STATED TASK: Transcribe all the records exactly and omit any images they hold.

TASK MATERIAL:
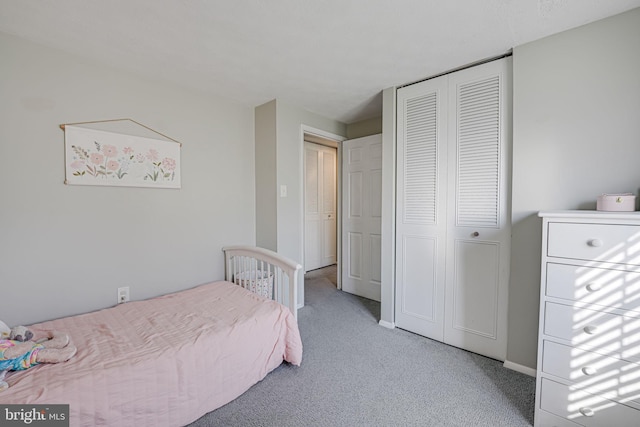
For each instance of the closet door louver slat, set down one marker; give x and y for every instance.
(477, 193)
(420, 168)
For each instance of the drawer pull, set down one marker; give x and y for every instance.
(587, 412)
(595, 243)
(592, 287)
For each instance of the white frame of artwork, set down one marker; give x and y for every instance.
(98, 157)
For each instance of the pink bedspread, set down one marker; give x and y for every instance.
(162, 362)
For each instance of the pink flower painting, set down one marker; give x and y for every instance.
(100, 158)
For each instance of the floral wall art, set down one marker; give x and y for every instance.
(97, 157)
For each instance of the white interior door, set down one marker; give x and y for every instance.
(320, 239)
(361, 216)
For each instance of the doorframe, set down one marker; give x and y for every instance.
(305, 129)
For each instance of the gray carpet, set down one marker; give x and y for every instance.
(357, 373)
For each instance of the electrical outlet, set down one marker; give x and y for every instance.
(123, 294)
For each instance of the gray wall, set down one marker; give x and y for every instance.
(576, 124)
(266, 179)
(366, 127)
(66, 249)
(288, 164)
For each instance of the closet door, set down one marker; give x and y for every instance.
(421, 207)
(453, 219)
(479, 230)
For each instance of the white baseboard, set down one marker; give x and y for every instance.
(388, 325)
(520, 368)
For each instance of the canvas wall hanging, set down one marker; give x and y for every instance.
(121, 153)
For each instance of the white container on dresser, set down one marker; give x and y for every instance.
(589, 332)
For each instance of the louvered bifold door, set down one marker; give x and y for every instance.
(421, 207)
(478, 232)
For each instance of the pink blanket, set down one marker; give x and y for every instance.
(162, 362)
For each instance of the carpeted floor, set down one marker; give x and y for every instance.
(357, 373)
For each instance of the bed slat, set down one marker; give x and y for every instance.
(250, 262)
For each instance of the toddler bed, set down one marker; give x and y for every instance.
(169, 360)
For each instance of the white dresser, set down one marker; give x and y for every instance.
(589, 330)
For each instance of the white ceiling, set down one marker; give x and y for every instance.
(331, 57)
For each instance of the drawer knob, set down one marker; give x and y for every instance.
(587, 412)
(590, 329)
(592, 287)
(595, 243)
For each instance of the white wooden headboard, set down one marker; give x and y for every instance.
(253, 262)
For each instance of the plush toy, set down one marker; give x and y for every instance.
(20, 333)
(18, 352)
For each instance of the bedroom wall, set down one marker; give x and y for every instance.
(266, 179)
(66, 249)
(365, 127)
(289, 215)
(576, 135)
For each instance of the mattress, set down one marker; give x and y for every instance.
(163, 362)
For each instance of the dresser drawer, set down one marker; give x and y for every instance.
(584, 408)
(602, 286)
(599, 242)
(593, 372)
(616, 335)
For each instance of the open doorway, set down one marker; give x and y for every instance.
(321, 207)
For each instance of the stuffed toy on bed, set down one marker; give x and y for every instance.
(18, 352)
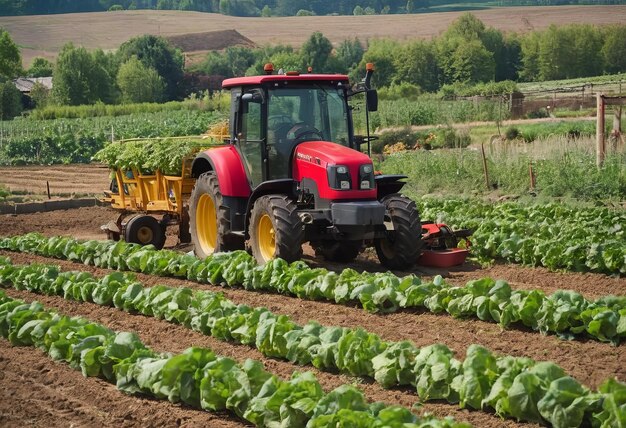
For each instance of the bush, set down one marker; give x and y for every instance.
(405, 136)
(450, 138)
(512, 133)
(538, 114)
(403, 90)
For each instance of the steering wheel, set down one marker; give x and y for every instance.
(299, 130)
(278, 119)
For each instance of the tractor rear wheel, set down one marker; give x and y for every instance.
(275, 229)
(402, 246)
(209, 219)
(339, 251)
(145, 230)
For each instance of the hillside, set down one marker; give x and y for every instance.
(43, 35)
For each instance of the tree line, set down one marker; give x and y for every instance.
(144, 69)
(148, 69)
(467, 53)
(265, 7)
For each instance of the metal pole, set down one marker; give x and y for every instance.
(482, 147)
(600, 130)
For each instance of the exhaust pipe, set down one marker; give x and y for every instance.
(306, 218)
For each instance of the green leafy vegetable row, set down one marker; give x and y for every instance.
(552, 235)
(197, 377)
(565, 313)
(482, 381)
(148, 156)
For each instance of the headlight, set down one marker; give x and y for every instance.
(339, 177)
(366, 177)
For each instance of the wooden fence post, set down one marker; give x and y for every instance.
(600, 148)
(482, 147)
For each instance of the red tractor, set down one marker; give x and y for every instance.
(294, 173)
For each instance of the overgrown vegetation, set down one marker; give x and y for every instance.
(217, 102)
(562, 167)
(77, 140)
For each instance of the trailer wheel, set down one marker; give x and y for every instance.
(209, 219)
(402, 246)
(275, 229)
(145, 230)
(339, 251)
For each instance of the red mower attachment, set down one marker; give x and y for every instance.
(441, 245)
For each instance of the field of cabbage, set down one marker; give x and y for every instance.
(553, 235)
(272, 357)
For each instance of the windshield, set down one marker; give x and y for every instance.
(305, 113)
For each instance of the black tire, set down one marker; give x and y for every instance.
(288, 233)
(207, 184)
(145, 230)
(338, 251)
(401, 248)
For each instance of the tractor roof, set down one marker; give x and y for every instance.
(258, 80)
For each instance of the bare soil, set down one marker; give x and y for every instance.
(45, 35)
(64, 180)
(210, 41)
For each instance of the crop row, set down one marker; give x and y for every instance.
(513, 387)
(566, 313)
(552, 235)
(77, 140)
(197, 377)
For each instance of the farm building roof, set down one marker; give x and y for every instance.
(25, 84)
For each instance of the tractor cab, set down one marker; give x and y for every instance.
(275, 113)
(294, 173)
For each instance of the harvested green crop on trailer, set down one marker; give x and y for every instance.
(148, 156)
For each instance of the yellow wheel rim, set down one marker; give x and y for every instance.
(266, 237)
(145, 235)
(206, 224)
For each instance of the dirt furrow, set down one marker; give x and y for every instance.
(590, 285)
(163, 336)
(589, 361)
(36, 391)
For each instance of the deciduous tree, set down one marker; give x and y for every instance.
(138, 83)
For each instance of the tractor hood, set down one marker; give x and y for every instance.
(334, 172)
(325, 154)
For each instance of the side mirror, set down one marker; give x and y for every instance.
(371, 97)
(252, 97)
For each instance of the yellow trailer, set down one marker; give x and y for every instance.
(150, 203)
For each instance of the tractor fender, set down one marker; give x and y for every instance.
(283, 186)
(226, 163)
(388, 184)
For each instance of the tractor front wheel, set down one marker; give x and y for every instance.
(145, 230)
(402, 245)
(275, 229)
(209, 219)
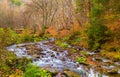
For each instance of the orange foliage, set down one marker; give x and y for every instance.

SOLVED PROBLEM:
For each instance of the closet door louver slat, set down one marker; give x and y for every instance.
(477, 193)
(420, 168)
For each instance of the drawer pull, set down one marker; give x and y for every instance.
(587, 412)
(595, 243)
(592, 287)
For each instance of the white frame of artwork, set down one marker; give x and y for every instance.
(98, 157)
For each instance of the pink bedspread, set down one marker; give x and y for every instance.
(162, 362)
For each instance of the pink flower painting, set down one marker; give x and y for every instance.
(100, 158)
For each instance of the floral wall art, set down one marker; give x and y for every instance.
(97, 157)
For each instance of the white interior door, set down one marker; give x and y for every instance.
(320, 239)
(361, 216)
For each instance of the doorframe, set down one marker; give x and y for every instance.
(305, 129)
For each instance of the gray carpet, set down one marker; give x and y for every instance.
(357, 373)
For each instance of the electrical outlet, set down one marker; give x and y for every instance.
(123, 294)
For each instance of the gray wall, set down one marker; give x and y for every instance.
(576, 124)
(266, 179)
(366, 127)
(66, 249)
(288, 164)
For each instance of the closet door, set down one marker; give x and y for every instance.
(421, 207)
(453, 219)
(479, 230)
For each instance of the white baseboard, set down one marker; give x and y for every instance.
(388, 325)
(520, 368)
For each instance of the canvas wall hanging, set down one marker; give x and y for every instance.
(121, 153)
For each instance of the white container on dresser, set down one marker; give x and y for every instance.
(589, 332)
For each instance of the louvered bifold door, set down one marker; give x and y for every instance.
(421, 207)
(478, 232)
For each instance of the pink blanket, set down one marker; give x and y for every instance.
(162, 362)
For each instance of the carpeted floor, set down one marker; give x and y for every instance.
(357, 373)
For each instance of the bed slat, set down one marker; give x and y for every instance.
(250, 262)
For each instance of the toddler bed, set down one marker; give x and y for every instance.
(169, 360)
For each instance of the white dresser, set down one marker; give x and y for every instance.
(589, 330)
For each instance of the white ceiling, set down one marker; give x and y for every instance.
(331, 57)
For each instance of the drawer knob, set down one marker; give x and y for every instance.
(587, 412)
(590, 329)
(592, 287)
(595, 243)
For each instance of the white wooden headboard, set down one marker; give x and y for every instance.
(253, 262)
For each instance of the plush toy, set down one marker; give x and y for every instance.
(20, 333)
(18, 352)
For each instance of the bedroom wall, set down one marker; give x and y for every instance.
(266, 179)
(66, 249)
(365, 127)
(289, 215)
(576, 135)
For each instance of the mattress, set down one marker; give x and y for every instance.
(163, 362)
For each instance of the dresser drawer, set down one marker; give x and y for every instance.
(584, 408)
(602, 286)
(599, 242)
(593, 372)
(616, 335)
For each instance of the open doorway, set down one marker; give x and y for every instance.
(321, 207)
For each instance of the stuffed toy on bed, set down one marker; give x and y for every instance.
(18, 352)
For each instance of the bush, set down one marker; give x and y for every instance.
(405, 136)
(450, 138)
(512, 133)
(538, 114)
(403, 90)
For each instance of the steering wheel, set down one marker; give x and y for every instance.
(299, 130)
(278, 119)
For each instance of the tractor rear wheel, set down one marker; give x and y for every instance.
(275, 229)
(402, 246)
(209, 219)
(339, 251)
(145, 230)
For each instance of the hillside, set down one marker; give x and y for every instance.
(43, 35)
For each instance of the tree line, set down one marker; give x and y for every instance.
(144, 69)
(148, 69)
(467, 53)
(265, 7)
For each instance of the metal pole, set down one marker; give x and y for every instance.
(482, 147)
(600, 130)
For each instance of the exhaust pipe, set down one marker; give x and y for every instance.
(306, 218)
For each instance of the green leafy vegetable row, set down one marker; give x and y for every instance.
(552, 235)
(197, 377)
(565, 313)
(482, 381)
(148, 156)
For each instance of the headlight, set down one marker; give x and y for every instance.
(339, 177)
(366, 177)
For each instance of the wooden fence post, set down one marker; give x and y for every instance.
(600, 148)
(482, 147)
For each instance of the red tractor, set down one marker; give x and y for every instance.
(294, 173)
For each instance of the overgrown vegetation, set down one marker; give x and y for every instance.
(217, 102)
(562, 167)
(77, 140)
For each instance of the trailer wheel, set down one marker; give x and y for every instance.
(209, 219)
(402, 246)
(275, 229)
(145, 230)
(339, 251)
For each instance of the red mower attachment, set down one marker; give x and y for every instance.
(441, 245)
For each instance of the field of cabbage, set down one marker; give x and y for every instance.
(553, 235)
(272, 357)
For each instance of the windshield, set down one marker; give x and y for every instance.
(305, 113)
For each instance of the black tire, set down one marker; give x and y for every instance.
(288, 233)
(207, 184)
(145, 230)
(338, 251)
(401, 248)
For each instance of the tractor roof, set down one marker; give x and y for every instance.
(258, 80)
For each instance of the bare soil, set down one marker; give x and y for every instance.
(45, 35)
(64, 180)
(210, 41)
For each instance of the crop row, set down one marker; give x and y for every instance.
(513, 387)
(566, 313)
(552, 235)
(77, 140)
(197, 377)
For each instance of the farm building roof, set down one marker; give x and y for every instance.
(25, 84)
For each instance of the tractor cab, set down one marker; give x and y for every instance.
(275, 113)
(294, 173)
For each instance of the harvested green crop on trailer, set down one marker; give x and y for every instance.
(148, 156)
For each instance of the yellow wheel rim, set down one marker; give x and y for every instance.
(266, 237)
(145, 235)
(206, 224)
For each instance of the dirt furrow, set down one marker; give x and y for every instance.
(590, 285)
(163, 336)
(589, 361)
(36, 391)
For each instance of the deciduous tree, set down one marker; give x and y for every instance.
(138, 83)
For each instance of the tractor hood, set down one marker; give x and y for every instance.
(334, 172)
(325, 154)
For each instance of the side mirror, set down one marker; give x and y for every instance.
(371, 97)
(252, 97)
For each instance of the yellow trailer, set down one marker; give x and y for every instance.
(150, 203)
For each instance of the tractor fender, set down one marker; give x and y for every instance.
(283, 186)
(226, 163)
(388, 184)
For each instance of the tractor front wheel, set down one marker; give x and y for every instance.
(145, 230)
(402, 245)
(275, 229)
(209, 219)
For each instance of the orange foliage, set down one marker; give x and y for every instance.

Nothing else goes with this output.